┌─ Material to process

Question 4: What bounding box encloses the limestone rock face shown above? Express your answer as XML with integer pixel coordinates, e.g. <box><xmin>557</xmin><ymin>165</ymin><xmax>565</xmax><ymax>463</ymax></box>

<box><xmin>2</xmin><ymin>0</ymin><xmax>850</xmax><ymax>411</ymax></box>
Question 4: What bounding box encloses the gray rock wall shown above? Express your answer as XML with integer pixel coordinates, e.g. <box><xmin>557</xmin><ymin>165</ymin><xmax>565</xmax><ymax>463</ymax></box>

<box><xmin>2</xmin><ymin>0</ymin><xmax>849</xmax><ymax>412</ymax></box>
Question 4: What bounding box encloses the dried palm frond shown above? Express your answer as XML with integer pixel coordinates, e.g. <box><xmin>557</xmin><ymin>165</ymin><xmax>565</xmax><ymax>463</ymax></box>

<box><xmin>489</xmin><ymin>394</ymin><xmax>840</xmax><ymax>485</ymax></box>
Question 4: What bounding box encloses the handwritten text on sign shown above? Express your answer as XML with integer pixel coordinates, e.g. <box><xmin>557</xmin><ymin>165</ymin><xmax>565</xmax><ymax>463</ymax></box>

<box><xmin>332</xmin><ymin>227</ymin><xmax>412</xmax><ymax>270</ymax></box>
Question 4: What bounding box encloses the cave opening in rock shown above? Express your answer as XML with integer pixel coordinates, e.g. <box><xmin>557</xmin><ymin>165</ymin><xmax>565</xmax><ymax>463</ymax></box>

└─

Every line in the records has to be written out again exactly.

● Result of the task
Question 4: What bounding box encloses the limestone rock face shown above? Express your answer as XML with integer pixel coordinates, e.g. <box><xmin>557</xmin><ymin>165</ymin><xmax>565</xmax><ymax>463</ymax></box>

<box><xmin>2</xmin><ymin>0</ymin><xmax>850</xmax><ymax>411</ymax></box>
Question 4: What bounding box encloses the gray rock wall shown above? Express your answer as XML with integer pixel coordinates, e.g. <box><xmin>557</xmin><ymin>165</ymin><xmax>565</xmax><ymax>463</ymax></box>

<box><xmin>2</xmin><ymin>0</ymin><xmax>849</xmax><ymax>412</ymax></box>
Question 4: What bounding box encloses the dried palm frond shown above? Express your answer as XML with integer pixel coordinates, e.g. <box><xmin>557</xmin><ymin>165</ymin><xmax>565</xmax><ymax>463</ymax></box>

<box><xmin>489</xmin><ymin>394</ymin><xmax>840</xmax><ymax>485</ymax></box>
Question 4: What bounding box encloses the handwritten text on sign shown above? Express your answer as XML with integer pixel coordinates, e.g. <box><xmin>557</xmin><ymin>165</ymin><xmax>565</xmax><ymax>463</ymax></box>

<box><xmin>332</xmin><ymin>227</ymin><xmax>412</xmax><ymax>270</ymax></box>
Question 4: What bounding box encloses the cave opening in rock shown above? Express your answer as XML with integer pixel coordinates, e.g. <box><xmin>557</xmin><ymin>165</ymin><xmax>565</xmax><ymax>463</ymax></box>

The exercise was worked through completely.